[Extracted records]
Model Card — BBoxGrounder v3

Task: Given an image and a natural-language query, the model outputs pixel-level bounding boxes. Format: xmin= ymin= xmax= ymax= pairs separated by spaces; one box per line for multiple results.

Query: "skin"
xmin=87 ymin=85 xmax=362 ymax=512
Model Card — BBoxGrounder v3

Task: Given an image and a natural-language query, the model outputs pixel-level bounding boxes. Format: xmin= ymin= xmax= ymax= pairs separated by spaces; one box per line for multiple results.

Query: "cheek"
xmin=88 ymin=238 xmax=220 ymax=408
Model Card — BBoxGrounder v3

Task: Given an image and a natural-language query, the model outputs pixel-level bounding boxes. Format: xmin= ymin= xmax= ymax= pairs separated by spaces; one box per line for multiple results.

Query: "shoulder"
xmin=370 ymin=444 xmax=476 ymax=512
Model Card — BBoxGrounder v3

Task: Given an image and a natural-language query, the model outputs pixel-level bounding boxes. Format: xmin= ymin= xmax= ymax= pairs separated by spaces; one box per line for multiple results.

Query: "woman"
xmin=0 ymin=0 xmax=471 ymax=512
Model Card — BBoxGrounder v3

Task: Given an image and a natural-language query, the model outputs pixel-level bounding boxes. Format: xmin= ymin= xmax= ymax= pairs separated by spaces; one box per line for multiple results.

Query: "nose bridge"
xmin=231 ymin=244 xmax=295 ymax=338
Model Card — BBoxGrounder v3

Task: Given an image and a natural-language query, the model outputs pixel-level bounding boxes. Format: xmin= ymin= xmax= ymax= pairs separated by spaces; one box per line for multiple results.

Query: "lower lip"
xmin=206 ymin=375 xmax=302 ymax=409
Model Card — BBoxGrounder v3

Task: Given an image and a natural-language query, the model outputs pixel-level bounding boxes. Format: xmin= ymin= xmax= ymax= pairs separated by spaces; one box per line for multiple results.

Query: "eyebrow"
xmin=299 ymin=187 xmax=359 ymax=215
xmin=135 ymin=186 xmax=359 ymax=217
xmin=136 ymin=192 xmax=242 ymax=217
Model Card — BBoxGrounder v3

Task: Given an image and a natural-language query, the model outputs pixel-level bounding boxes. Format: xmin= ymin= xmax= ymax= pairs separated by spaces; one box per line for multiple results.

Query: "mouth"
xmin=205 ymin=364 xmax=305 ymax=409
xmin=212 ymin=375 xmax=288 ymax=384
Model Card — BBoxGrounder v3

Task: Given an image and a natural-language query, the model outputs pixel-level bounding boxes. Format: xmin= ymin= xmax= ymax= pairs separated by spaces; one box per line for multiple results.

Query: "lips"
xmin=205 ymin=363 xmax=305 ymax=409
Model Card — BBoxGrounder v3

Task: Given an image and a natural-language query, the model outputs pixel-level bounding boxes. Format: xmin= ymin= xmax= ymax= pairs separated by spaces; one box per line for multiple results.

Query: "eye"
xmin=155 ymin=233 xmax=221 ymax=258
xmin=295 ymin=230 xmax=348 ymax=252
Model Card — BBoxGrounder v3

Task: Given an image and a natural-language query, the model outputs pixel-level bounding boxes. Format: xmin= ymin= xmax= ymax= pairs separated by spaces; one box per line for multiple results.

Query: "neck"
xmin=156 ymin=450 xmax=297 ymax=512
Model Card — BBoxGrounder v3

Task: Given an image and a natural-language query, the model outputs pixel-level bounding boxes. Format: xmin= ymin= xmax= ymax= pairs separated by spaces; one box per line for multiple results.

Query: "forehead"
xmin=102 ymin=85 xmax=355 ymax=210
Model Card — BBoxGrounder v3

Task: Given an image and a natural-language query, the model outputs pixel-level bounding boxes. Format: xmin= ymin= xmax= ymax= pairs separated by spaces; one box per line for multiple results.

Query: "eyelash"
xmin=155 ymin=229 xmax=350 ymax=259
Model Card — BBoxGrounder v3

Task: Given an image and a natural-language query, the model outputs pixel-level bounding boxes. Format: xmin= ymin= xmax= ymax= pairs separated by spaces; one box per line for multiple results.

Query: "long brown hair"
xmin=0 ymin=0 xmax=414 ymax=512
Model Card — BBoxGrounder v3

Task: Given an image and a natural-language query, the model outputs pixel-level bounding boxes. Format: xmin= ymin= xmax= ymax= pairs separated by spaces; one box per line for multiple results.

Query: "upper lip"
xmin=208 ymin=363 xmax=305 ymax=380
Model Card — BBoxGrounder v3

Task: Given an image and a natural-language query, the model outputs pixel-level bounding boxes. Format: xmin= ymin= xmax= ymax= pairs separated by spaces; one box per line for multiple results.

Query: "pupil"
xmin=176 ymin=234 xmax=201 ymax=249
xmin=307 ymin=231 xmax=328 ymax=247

> _SHORT TASK_
Copy all of the items above word for word, without any changes.

> _TASK RESPONSE_
Model Card — BBoxGrounder v3

Task: Given an image and a natural-language query, the model outputs pixel-level bounding boxes. Format: xmin= ymin= xmax= ymax= pairs separated by spaces; one box per line for multiple results.

Query: "skin"
xmin=87 ymin=85 xmax=362 ymax=512
Model Card — BBoxGrounder v3

Task: Given an image and a natural-language query, the model outputs pixel-level bounding boxes. Format: xmin= ymin= xmax= ymax= pairs separated by spaces; one box per line for multiple results.

Query: "cheek"
xmin=88 ymin=238 xmax=220 ymax=408
Model Card — BBoxGrounder v3

Task: Given an image and a natural-language query, the model outputs pixel-level bounding boxes. Format: xmin= ymin= xmax= ymax= pairs separated by spaces; one box per line for multiple results.

Query: "shoulder"
xmin=370 ymin=444 xmax=476 ymax=512
Model Card — BBoxGrounder v3

Task: Given an image and a natural-language query, the model outputs pixel-level bounding boxes. Format: xmin= ymin= xmax= ymax= pairs separated by spaces; one box per line for multiple results.

Query: "woman"
xmin=0 ymin=0 xmax=471 ymax=512
Model Card — BBoxGrounder v3

Task: Given an image and a natural-language query, the model outputs pixel-level bounding boxes. Format: xmin= ymin= xmax= ymax= pairs separated by spaces; one box per line for multiple results.

Query: "nose bridge"
xmin=231 ymin=244 xmax=295 ymax=338
Model Card — BBoxGrounder v3

Task: Given an image and a natural-language query, the model outputs pixel-level bounding boxes. Format: xmin= ymin= xmax= ymax= pairs separated by spaces; one box per line for multiple results.

Query: "lower lip"
xmin=206 ymin=375 xmax=302 ymax=409
Model Card — BBoxGrounder v3

Task: Given an image and a natural-language query, the model outputs pixel-level bounding boxes. Format: xmin= ymin= xmax= ymax= pairs separated by spaces; one box per line for multiple results.

Query: "eyebrow"
xmin=299 ymin=187 xmax=359 ymax=215
xmin=135 ymin=186 xmax=359 ymax=217
xmin=136 ymin=192 xmax=242 ymax=217
Model Card — BBoxGrounder v3

Task: Given an image and a natural-language query, the model outputs pixel-level bounding boxes. Format: xmin= ymin= xmax= ymax= pairs separated by spaces; one box per line for multiple results.

Query: "mouth"
xmin=205 ymin=364 xmax=305 ymax=409
xmin=212 ymin=375 xmax=288 ymax=384
Model Card — BBoxGrounder v3

Task: Given an image and a natural-language query, the model outputs pixel-level bounding boxes. Format: xmin= ymin= xmax= ymax= pairs separated by spaces; one box per line for multiple results.

Query: "lips"
xmin=205 ymin=363 xmax=305 ymax=409
Model Card — BBoxGrounder v3

Task: Given an image and a natural-language query, the model outputs pixel-level bounding boxes. Format: xmin= ymin= xmax= ymax= pairs separated by spaces; one box per line for multiple results.

Query: "eye"
xmin=155 ymin=233 xmax=221 ymax=258
xmin=295 ymin=230 xmax=348 ymax=252
Model Card — BBoxGrounder v3

Task: Given an image and a natural-language query, the model outputs pixel-level bounding boxes. Format: xmin= ymin= xmax= ymax= pairs separated by spaces; one box per line for multiple results.

Query: "neck"
xmin=156 ymin=450 xmax=297 ymax=512
Model Card — BBoxGrounder v3

Task: Given an image and a natural-language query, the model outputs pixel-level bounding boxes. Format: xmin= ymin= xmax= ymax= pairs separated by spaces; one box per line for multiple results.

Query: "forehead"
xmin=102 ymin=85 xmax=355 ymax=210
Model Card — BBoxGrounder v3

Task: Given an image and a natural-language query, the model outputs pixel-level bounding boxes. Format: xmin= ymin= xmax= ymax= pairs separated by spaces; one box per line for multiple results.

Query: "eyelash"
xmin=155 ymin=229 xmax=350 ymax=259
Model Card — BBoxGrounder v3

Task: Given an image and a natural-language query, the model outputs pixel-level bounding boxes. Format: xmin= ymin= xmax= ymax= pairs separated by spaces; one box per line for multiple results.

Query: "long brown hair"
xmin=0 ymin=0 xmax=414 ymax=512
Model Card — BBoxGrounder v3

Task: Given an image and a natural-language query, the model outputs pixel-level bounding boxes. Format: xmin= ymin= xmax= ymax= pairs separated by spaces; one box per line for multiple results.

Query: "upper lip"
xmin=208 ymin=363 xmax=305 ymax=380
Model Card — BBoxGrounder v3

Task: Given an image and a natural-language query, the model outputs pixel-level bounding boxes. Format: xmin= ymin= xmax= ymax= pairs separated by spaces; one box per line for multiple results.

Query: "pupil"
xmin=176 ymin=234 xmax=201 ymax=249
xmin=307 ymin=231 xmax=328 ymax=247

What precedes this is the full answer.